[Shape boundary entries]
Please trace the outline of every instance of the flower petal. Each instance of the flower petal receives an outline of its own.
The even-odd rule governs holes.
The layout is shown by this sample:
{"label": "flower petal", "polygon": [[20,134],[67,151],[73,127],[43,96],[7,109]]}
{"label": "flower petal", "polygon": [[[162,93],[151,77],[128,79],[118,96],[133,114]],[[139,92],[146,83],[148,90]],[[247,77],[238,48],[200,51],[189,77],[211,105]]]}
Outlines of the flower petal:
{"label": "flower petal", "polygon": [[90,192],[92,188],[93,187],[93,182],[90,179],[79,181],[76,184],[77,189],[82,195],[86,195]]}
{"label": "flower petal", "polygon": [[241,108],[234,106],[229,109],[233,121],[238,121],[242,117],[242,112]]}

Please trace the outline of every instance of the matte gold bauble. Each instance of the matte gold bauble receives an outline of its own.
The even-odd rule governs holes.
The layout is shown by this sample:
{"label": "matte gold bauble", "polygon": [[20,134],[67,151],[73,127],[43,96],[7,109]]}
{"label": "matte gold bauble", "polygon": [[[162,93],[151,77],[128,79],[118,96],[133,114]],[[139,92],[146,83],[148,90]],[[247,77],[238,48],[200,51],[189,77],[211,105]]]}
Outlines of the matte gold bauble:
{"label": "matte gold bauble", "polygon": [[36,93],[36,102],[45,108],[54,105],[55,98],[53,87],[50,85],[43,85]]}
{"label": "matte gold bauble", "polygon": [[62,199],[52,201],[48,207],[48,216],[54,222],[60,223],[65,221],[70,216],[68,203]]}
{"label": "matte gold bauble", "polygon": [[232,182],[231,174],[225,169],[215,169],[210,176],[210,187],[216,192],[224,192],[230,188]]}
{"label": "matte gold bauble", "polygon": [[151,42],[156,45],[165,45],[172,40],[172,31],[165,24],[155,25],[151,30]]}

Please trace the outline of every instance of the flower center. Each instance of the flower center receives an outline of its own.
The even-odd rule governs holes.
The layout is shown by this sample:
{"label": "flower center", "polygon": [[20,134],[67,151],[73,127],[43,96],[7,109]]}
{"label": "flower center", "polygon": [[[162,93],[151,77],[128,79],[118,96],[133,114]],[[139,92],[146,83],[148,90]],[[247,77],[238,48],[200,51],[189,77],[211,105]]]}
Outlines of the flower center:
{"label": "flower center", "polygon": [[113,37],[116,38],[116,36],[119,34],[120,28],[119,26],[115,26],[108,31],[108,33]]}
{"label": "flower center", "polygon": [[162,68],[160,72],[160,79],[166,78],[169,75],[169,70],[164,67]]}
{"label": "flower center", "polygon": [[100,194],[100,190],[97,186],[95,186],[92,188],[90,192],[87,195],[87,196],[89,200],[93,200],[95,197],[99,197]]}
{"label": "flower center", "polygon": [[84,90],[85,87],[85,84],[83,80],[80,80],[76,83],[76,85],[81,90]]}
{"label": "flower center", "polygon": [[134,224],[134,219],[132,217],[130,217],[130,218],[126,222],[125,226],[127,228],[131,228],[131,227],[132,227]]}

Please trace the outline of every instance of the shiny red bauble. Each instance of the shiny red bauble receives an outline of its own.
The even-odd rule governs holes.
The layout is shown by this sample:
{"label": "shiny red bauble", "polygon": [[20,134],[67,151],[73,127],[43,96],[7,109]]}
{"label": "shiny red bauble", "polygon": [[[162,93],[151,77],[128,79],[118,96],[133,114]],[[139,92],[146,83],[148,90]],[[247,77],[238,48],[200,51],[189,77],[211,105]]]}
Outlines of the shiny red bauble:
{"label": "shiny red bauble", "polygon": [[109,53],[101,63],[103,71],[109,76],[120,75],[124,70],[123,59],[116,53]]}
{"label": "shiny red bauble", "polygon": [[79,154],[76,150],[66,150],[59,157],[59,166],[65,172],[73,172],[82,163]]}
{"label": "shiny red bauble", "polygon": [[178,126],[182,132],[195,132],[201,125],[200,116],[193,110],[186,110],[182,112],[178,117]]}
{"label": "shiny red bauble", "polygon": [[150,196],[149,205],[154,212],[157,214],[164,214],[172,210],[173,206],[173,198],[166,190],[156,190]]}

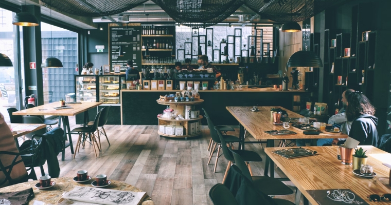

#### [GIVEN INSTRUCTION]
Please copy, character for character, everything from the line containing "Please trace the outline of every instance of the flower center." down through the end of the material, including both ends. Leave the pictures out of your copy.

#### [THE ANSWER]
Please trace the outline of every instance of the flower center. Each instance of the flower center receives an outline of its own.
The even-odd rule governs holes.
The layout is shown by this sample:
{"label": "flower center", "polygon": [[20,134],[67,151],[73,127],[43,96],[7,109]]}
{"label": "flower center", "polygon": [[[162,93],[151,77],[128,79],[118,96],[133,114]],[[139,92],[146,83],[148,90]],[[247,77],[238,48],[200,51],[189,77],[211,105]]]}
Outlines of the flower center:
{"label": "flower center", "polygon": [[113,37],[116,38],[116,36],[119,34],[120,28],[119,26],[115,26],[108,31],[108,33]]}
{"label": "flower center", "polygon": [[162,68],[160,72],[160,79],[166,78],[169,75],[169,70],[164,67]]}
{"label": "flower center", "polygon": [[100,194],[100,190],[97,186],[95,186],[92,188],[90,192],[87,195],[87,196],[89,200],[93,200],[95,197],[99,197]]}
{"label": "flower center", "polygon": [[84,90],[85,87],[85,84],[83,80],[80,80],[76,83],[76,85],[81,90]]}
{"label": "flower center", "polygon": [[134,224],[134,219],[132,217],[130,217],[130,218],[126,222],[125,226],[127,228],[131,228],[131,227],[132,227]]}

Please trace the outline of every instance of the shiny red bauble. Each instance of the shiny red bauble receives an outline of its own.
The even-odd rule governs holes.
The layout is shown by this sample:
{"label": "shiny red bauble", "polygon": [[20,134],[67,151],[73,127],[43,96],[7,109]]}
{"label": "shiny red bauble", "polygon": [[[162,93],[151,77],[128,79],[118,96],[133,114]],[[139,92],[146,83],[148,90]],[[247,77],[238,48],[200,51],[189,77],[211,105]]]}
Outlines of the shiny red bauble:
{"label": "shiny red bauble", "polygon": [[109,53],[101,63],[103,71],[109,76],[120,75],[124,70],[123,59],[116,53]]}
{"label": "shiny red bauble", "polygon": [[79,154],[76,150],[66,150],[59,157],[59,166],[65,172],[73,172],[82,163]]}
{"label": "shiny red bauble", "polygon": [[178,126],[182,132],[195,132],[201,125],[200,116],[193,110],[186,110],[182,112],[178,117]]}
{"label": "shiny red bauble", "polygon": [[150,196],[149,205],[154,212],[157,214],[164,214],[172,210],[173,206],[173,198],[166,190],[156,190]]}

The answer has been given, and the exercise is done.